# Objective
Tally the lines in the items that contain the string "pants", and give only that number.

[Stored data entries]
[START]

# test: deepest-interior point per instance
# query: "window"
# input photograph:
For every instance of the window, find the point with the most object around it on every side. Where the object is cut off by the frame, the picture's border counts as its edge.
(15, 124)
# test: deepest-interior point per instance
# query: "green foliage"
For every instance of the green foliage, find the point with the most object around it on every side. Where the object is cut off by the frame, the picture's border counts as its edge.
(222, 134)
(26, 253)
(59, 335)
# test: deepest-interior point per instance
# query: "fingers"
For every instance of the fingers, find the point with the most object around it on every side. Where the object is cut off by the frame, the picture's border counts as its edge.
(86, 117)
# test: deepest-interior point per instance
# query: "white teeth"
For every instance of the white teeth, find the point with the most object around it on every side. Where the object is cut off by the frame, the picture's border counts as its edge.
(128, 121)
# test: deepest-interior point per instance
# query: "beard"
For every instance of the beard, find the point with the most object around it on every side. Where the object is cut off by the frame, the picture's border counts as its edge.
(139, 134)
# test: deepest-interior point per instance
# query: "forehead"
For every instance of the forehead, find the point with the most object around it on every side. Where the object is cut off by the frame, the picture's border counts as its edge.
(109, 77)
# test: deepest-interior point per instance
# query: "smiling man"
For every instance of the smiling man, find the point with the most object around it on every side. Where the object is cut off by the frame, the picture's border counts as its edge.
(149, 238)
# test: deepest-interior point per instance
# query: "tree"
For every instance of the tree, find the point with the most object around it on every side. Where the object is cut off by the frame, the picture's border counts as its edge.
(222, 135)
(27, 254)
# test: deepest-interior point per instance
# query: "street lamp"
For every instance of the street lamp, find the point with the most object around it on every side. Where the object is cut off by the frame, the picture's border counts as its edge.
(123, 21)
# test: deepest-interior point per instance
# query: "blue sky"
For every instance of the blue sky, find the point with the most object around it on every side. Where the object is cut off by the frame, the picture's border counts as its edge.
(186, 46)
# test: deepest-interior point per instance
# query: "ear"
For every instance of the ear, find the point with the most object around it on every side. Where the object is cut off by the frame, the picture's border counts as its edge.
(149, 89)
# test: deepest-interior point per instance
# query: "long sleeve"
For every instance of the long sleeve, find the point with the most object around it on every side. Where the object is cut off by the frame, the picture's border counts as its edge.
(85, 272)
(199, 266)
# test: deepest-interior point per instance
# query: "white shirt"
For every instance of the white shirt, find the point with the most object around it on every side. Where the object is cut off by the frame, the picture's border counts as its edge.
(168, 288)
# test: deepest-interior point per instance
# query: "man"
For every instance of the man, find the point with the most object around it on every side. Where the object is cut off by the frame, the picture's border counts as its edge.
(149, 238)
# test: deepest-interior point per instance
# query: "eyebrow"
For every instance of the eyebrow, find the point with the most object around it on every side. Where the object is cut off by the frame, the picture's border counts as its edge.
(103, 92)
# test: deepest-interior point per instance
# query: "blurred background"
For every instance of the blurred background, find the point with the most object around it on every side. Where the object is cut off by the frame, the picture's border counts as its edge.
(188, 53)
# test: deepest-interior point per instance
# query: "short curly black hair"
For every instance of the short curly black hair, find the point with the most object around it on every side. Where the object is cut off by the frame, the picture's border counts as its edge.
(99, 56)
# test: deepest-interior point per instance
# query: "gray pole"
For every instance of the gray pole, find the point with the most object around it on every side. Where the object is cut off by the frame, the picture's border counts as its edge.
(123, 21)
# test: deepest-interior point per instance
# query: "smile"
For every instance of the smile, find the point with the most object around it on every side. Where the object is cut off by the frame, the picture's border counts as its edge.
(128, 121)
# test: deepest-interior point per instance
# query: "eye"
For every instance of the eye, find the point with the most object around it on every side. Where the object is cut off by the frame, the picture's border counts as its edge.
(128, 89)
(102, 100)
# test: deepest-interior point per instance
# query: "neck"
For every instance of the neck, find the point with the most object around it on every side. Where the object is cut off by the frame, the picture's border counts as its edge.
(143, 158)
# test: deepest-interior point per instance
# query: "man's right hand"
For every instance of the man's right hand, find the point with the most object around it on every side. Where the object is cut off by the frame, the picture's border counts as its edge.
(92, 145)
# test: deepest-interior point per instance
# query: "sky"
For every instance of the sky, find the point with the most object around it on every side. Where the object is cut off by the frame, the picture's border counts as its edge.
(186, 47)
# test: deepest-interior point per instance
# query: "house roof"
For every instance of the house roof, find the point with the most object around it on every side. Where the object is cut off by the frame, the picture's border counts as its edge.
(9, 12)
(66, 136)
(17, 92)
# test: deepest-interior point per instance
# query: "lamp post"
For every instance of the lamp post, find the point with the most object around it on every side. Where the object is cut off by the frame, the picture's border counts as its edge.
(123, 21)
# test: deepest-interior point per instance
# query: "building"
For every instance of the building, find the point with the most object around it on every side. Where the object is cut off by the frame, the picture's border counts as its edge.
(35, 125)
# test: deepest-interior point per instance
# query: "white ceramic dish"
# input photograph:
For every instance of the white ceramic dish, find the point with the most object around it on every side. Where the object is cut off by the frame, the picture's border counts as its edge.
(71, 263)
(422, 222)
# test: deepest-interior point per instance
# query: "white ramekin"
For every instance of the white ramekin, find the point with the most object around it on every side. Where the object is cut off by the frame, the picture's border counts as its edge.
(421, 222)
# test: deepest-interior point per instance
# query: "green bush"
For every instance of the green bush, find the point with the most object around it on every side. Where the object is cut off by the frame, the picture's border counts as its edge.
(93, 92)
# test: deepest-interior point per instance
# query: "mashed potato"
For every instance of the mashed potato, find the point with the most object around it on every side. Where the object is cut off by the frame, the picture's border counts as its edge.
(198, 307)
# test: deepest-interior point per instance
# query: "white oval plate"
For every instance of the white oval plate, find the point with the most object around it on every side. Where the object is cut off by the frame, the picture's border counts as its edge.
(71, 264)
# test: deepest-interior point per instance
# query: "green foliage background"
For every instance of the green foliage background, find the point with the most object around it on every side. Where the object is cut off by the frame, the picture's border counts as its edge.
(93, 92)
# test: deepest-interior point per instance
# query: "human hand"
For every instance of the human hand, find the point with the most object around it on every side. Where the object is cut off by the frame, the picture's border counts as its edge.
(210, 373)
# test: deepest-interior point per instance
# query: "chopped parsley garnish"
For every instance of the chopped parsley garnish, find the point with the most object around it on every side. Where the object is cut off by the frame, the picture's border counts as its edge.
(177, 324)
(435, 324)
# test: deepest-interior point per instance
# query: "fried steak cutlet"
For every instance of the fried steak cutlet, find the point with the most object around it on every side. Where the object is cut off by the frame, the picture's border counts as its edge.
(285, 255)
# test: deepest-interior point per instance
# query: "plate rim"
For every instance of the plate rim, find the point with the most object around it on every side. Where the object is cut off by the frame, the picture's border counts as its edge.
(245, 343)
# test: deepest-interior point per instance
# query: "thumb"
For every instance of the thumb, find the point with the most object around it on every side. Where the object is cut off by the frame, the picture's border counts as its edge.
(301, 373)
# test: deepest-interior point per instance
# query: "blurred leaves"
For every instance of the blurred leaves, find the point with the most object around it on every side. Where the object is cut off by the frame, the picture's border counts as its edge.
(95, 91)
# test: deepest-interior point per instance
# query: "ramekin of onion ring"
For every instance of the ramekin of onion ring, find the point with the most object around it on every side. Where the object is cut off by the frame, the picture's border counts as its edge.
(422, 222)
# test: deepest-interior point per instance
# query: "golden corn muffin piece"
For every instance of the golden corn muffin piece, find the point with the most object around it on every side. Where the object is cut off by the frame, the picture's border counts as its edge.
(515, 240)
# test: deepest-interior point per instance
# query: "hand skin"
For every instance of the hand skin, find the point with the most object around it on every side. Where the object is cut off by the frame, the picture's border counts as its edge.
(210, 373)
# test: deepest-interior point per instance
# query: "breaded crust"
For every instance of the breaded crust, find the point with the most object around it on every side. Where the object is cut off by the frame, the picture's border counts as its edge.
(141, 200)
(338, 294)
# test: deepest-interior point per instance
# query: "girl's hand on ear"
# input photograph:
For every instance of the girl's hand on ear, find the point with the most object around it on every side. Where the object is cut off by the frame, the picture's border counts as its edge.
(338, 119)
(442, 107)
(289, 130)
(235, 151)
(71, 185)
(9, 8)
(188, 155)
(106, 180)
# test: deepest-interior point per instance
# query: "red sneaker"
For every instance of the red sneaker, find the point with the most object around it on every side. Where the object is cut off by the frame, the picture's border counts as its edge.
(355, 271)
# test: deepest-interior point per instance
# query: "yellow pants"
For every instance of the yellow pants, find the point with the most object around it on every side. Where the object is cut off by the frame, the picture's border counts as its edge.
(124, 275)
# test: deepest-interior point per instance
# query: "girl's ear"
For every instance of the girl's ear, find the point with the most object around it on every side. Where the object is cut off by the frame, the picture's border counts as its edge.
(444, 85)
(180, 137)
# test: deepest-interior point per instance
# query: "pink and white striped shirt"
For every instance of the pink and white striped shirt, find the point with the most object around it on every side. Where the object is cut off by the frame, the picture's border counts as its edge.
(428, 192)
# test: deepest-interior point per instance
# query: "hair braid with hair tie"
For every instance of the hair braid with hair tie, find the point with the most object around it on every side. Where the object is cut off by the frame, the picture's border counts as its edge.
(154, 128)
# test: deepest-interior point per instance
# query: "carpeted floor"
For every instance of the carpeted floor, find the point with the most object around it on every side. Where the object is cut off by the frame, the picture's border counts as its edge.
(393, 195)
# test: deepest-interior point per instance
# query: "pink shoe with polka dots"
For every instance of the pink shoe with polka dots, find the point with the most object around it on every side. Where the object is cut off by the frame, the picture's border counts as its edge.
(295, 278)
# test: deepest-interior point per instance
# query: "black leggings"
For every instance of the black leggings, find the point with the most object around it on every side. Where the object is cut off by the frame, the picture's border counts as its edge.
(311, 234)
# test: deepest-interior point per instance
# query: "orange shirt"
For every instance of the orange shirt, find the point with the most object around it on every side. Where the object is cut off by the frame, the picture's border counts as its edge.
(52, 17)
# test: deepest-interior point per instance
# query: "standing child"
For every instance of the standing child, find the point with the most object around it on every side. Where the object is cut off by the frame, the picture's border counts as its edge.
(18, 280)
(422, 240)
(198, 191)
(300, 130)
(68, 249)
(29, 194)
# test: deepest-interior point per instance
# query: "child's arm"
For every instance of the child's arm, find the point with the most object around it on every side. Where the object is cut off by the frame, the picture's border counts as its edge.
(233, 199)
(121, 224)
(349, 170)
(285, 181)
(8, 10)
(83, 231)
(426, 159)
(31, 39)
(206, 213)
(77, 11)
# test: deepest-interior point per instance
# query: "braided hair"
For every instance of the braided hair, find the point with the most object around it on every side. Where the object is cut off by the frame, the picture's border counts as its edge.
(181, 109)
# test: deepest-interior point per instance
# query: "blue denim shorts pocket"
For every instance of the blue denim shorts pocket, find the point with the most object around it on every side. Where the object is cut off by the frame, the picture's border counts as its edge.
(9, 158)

[END]

# Solution for this exercise
2